Exercise data START

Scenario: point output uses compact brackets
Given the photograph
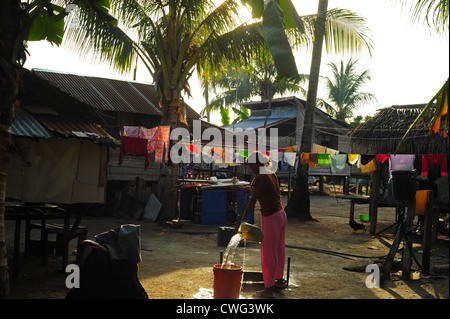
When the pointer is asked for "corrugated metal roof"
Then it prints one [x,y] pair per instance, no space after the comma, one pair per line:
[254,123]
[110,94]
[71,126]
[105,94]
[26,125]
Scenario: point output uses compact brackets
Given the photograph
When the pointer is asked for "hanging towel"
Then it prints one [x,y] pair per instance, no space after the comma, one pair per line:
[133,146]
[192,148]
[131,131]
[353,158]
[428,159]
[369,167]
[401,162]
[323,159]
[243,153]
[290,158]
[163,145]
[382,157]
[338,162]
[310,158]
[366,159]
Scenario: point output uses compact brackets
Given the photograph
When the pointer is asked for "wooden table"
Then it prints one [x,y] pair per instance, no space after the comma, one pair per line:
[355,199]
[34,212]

Exercise data END

• What needs to be done:
Copy out every line of the data where the word "asked" occurs.

• Written answer:
When the pointer is asked for "corrugated metal roof"
When the pointer is asked for "hanging towel"
When the pointer is asked for "wooden table"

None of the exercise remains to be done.